Set task:
Copy out the listing in full, exactly as written, but not its pictures.

Saved entries:
------------------------------
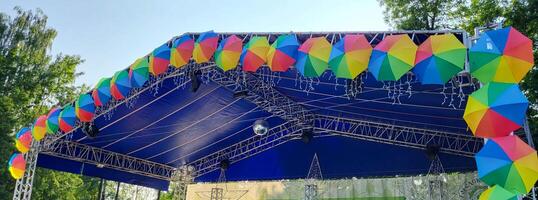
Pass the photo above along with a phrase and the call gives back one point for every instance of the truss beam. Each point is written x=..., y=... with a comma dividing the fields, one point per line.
x=107, y=159
x=450, y=143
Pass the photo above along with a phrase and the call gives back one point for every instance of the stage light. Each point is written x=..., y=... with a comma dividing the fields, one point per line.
x=90, y=129
x=195, y=80
x=260, y=127
x=307, y=135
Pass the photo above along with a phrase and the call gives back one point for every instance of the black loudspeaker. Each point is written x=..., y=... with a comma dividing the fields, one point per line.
x=225, y=164
x=90, y=130
x=307, y=135
x=432, y=150
x=195, y=80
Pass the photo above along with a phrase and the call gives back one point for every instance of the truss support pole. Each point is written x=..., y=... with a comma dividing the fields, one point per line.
x=23, y=187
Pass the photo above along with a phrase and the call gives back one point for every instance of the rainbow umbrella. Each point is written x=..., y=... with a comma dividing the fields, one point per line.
x=497, y=193
x=254, y=54
x=139, y=72
x=24, y=140
x=495, y=110
x=350, y=56
x=503, y=55
x=392, y=58
x=120, y=85
x=101, y=93
x=39, y=129
x=439, y=58
x=205, y=46
x=181, y=52
x=282, y=53
x=85, y=108
x=159, y=60
x=508, y=162
x=228, y=52
x=53, y=121
x=67, y=118
x=17, y=166
x=313, y=57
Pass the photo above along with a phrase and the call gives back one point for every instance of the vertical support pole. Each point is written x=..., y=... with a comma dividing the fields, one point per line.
x=23, y=187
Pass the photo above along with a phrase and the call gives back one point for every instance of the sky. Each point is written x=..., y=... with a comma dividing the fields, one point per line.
x=110, y=35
------------------------------
The output:
Pass the photo above along with a phrase and the call gives back one point for every instance of the truss beam. Each point is written x=..., y=... with a comma dividing the fields, one point per line.
x=107, y=159
x=450, y=143
Pass the photo above along with a phrase and the call gives back one point for every instance of the stage light. Each point is written x=..., y=... with a comma dividing the fields, one point per line.
x=90, y=129
x=195, y=80
x=260, y=127
x=307, y=135
Pass the photo above along with a phrase and the call gives back one point for every instance of the black loudspeaker. Each point is written x=..., y=... with a comma dividing the fields, one point per line.
x=225, y=164
x=90, y=130
x=307, y=135
x=432, y=150
x=195, y=80
Pass the photo above along with a phrase and the call gives back one point for every instance of the truss support pole. Each point is written x=..., y=... with a comma dividing the fields, one point per line.
x=23, y=187
Pass the photo above along with a phrase and the call gives back one point for every instance of the rainbow umbrella. Each point is written x=..., y=... with a comma dividing the fields, one point per line.
x=497, y=193
x=254, y=54
x=139, y=72
x=24, y=140
x=495, y=110
x=350, y=56
x=503, y=55
x=392, y=58
x=120, y=85
x=101, y=93
x=39, y=129
x=439, y=58
x=205, y=46
x=181, y=52
x=282, y=53
x=85, y=108
x=159, y=60
x=508, y=162
x=228, y=52
x=53, y=121
x=67, y=118
x=17, y=166
x=313, y=57
Pass the photo above along with a phrase and the call gives back one point for every instance of the vertical support pole. Each point is written x=..., y=... with a comma dividing the fields, one point per line.
x=23, y=187
Pass the photo above along with a phrase and the call gives back one point for every instance of the sky. Each point is written x=..., y=... with a comma dividing the fields, one point per line.
x=110, y=35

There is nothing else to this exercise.